BEGIN GIVEN DATA

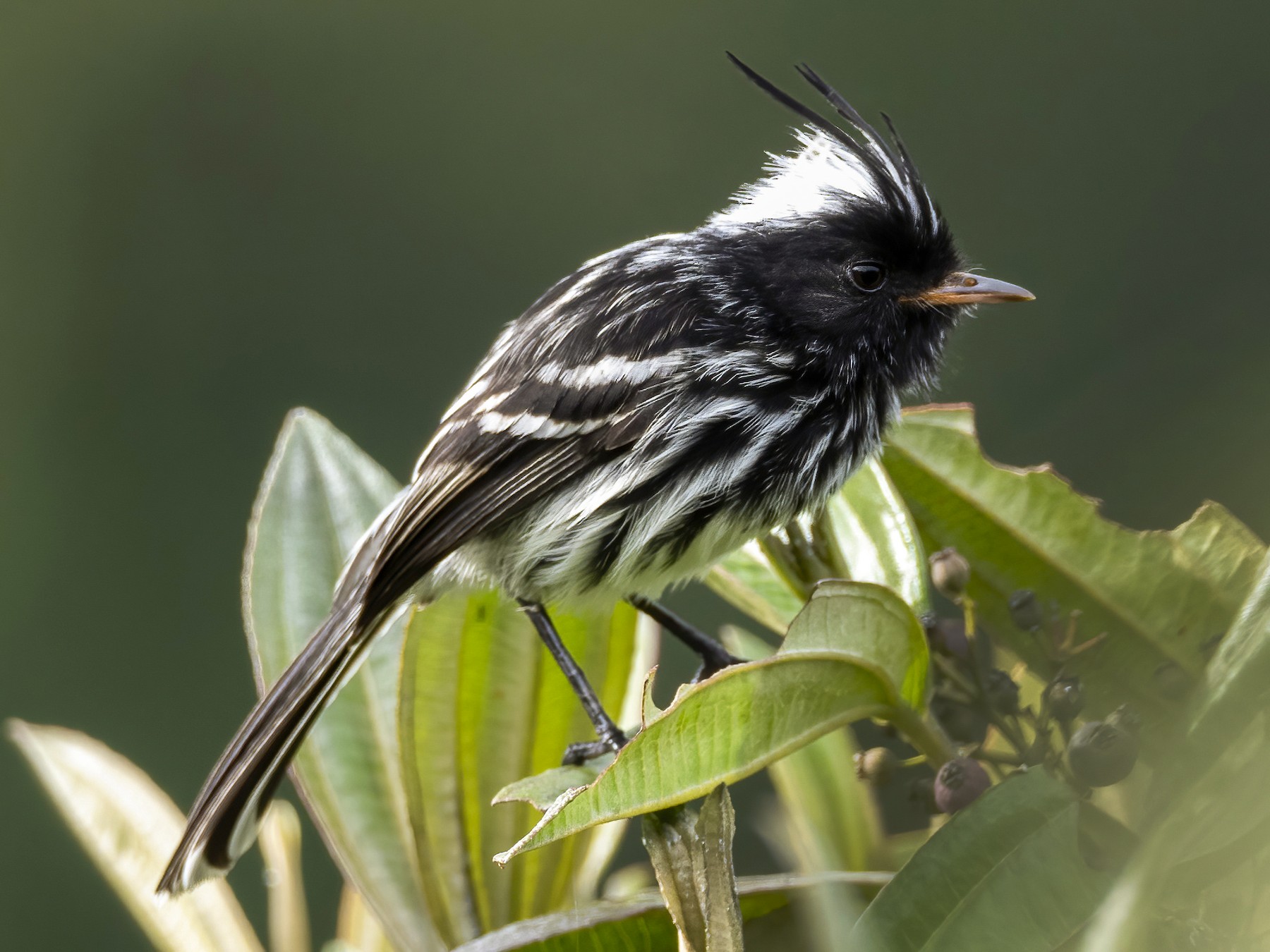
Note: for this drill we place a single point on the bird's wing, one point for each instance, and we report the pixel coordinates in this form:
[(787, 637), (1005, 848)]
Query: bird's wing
[(552, 406)]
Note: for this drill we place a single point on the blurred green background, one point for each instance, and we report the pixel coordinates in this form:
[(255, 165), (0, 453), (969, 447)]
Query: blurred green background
[(211, 212)]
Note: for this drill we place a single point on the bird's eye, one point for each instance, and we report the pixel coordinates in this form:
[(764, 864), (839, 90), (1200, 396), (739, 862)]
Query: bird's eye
[(868, 276)]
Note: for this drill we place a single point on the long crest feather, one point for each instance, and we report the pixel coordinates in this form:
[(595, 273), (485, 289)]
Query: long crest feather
[(888, 164)]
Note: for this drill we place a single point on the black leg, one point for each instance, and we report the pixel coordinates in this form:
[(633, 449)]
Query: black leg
[(714, 657), (611, 736)]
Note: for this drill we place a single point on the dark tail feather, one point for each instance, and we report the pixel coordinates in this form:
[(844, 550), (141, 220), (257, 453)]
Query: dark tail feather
[(225, 817)]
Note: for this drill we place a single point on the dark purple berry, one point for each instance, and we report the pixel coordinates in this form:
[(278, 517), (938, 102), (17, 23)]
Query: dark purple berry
[(948, 637), (1025, 609), (922, 793), (959, 783), (1066, 697), (1101, 755), (1127, 719), (950, 573), (1003, 692)]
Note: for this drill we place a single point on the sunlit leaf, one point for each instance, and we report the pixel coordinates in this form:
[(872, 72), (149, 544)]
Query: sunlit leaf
[(691, 853), (865, 535), (747, 579), (832, 819), (1003, 874), (641, 923), (128, 828), (1160, 596), (289, 910), (1211, 812), (483, 706), (544, 788), (319, 495), (871, 537), (857, 650), (356, 927)]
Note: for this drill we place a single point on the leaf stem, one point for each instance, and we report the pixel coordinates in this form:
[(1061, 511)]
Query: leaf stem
[(922, 734)]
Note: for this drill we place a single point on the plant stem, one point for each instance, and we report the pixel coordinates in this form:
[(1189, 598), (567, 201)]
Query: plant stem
[(926, 736)]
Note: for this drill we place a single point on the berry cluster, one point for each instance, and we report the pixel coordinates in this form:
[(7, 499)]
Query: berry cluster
[(978, 706)]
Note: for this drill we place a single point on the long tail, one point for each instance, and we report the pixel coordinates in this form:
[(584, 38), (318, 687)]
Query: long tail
[(225, 817)]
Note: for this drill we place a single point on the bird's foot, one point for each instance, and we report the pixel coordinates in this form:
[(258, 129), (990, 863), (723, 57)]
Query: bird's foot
[(710, 666), (586, 750)]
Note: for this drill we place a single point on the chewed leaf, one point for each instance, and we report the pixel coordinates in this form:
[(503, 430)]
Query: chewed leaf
[(1008, 866), (128, 828), (544, 788), (318, 496), (1161, 597), (747, 716)]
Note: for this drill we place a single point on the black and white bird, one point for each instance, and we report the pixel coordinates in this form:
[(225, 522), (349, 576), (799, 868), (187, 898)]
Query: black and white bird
[(653, 410)]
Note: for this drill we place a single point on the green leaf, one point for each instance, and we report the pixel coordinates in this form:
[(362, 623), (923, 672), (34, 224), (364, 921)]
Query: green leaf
[(855, 652), (544, 788), (319, 495), (641, 923), (1160, 596), (356, 927), (128, 828), (871, 537), (279, 847), (865, 533), (691, 855), (482, 706), (1003, 874), (827, 818), (749, 580)]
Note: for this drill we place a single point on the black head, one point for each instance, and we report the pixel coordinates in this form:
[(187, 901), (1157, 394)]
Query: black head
[(842, 245)]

END GIVEN DATA

> _SET TASK_
Rewrite the listing above with every occurrence of "drill" changed to "exercise", keeping everything else the same. Leave the pictures out of your answer.

> _ANSWER IN FULL_
Note: for this exercise we place a single point on the bird's wing, one point for each instance, and we report the pixel coordinates in this form:
[(787, 637), (1005, 848)]
Query: bird's wing
[(552, 406)]
Note: for this exercise we place a single point on the blurred green background, one point for each instance, and we report the pixel coordinates in this form:
[(255, 165), (0, 453), (969, 447)]
Query: blurred green background
[(211, 212)]
Note: for this exercise we place a single point on the bird's eye, one point for each instance, and we report the pixel coordinates in this form:
[(764, 864), (839, 90), (1200, 396), (739, 862)]
Query: bird's eye
[(868, 276)]
Note: for this exercise we place a single point on the long crest feather, one point for each instance, and we report the pixel coordinates in this form:
[(595, 273), (485, 289)]
Query: long crest feather
[(888, 164)]
Note: for this exercise we place a single point on the black leg, one point for each instance, and we report the pixel coordinates in this form:
[(633, 449)]
Query: black leg
[(714, 657), (611, 736)]
Note: for this exercise we place a single point on the dark tail feather, one point for each instance, and we report the pixel coordinates in this form:
[(844, 550), (141, 220), (257, 453)]
Query: dark tail feather
[(225, 817)]
Note: for this exercise we place a single point on the dark purple berry, one point for each instance, and we report the pixel coordinates in this form:
[(278, 517), (938, 102), (17, 23)]
Query: dark purple berry
[(948, 637), (1025, 609), (922, 793), (959, 783), (1066, 697), (1101, 755), (1127, 719), (950, 573), (1003, 692)]
Note: for this exercise we place a single point on the sunlit leaf, one point for each instance, and we report the pixel coordinates in this form:
[(872, 72), (149, 544)]
Query: sunlit leaf
[(691, 853), (865, 535), (747, 579), (832, 819), (1003, 874), (641, 923), (128, 828), (1160, 596), (289, 910), (1211, 812), (483, 706), (544, 788), (319, 495), (871, 537), (857, 650), (356, 927)]
Note: for this exercise we place a single point on the leaf stem, one point for each instance, and we report the pixel coordinates in this form:
[(1061, 511)]
Query: leaf stem
[(922, 734)]
Note: for this exercise we place a single point on the plant stem, one point for each instance, and we report the pixel coordinates in this form:
[(1189, 598), (567, 201)]
Query: plant stem
[(926, 736)]
Note: for this exercise we place a single point on the berry cluster, one point for each instance, and we report the pixel coordinates in this form:
[(7, 499)]
Query: berry cluster
[(978, 706)]
Note: for this exercise we place a single point on the long tail, one point for each instance, and we report the pixel coordinates in this form:
[(584, 38), (318, 687)]
Query: long tail
[(225, 817)]
Note: for this exercise we place a single point on the bird's foot, one point for each instance, and we report the pixel coordinates in this form:
[(258, 129), (990, 863), (723, 57)]
Query: bird's foot
[(710, 666), (586, 750)]
Note: for this exercise we place a single point on the chewed leaf, one point for each instance, and we report the pixel coordinates in this form:
[(503, 430)]
Query: chewed leaf
[(1008, 866), (128, 828), (544, 788), (318, 496), (1161, 597), (747, 716)]
Note: for this exercise we place a single point on the black and white bird, one point for each instance, and we report the pixel coordinates in this form:
[(225, 522), (349, 576), (799, 868), (187, 898)]
Query: black and white bird
[(653, 410)]
Note: for this exercise we place a single point on the green leaf, one point for each instance, and we report the pixel coordinates in this form:
[(362, 623), (923, 672), (34, 224), (364, 921)]
Query: green leaf
[(855, 652), (544, 788), (319, 495), (641, 923), (1160, 596), (356, 927), (128, 828), (871, 537), (279, 847), (865, 533), (691, 855), (482, 706), (1003, 874), (827, 818), (749, 580)]
Note: for this exercise we place a single point on the black head, one point for each instance, and we report the pixel coordinates in this form:
[(187, 901), (1157, 394)]
Query: black head
[(842, 245)]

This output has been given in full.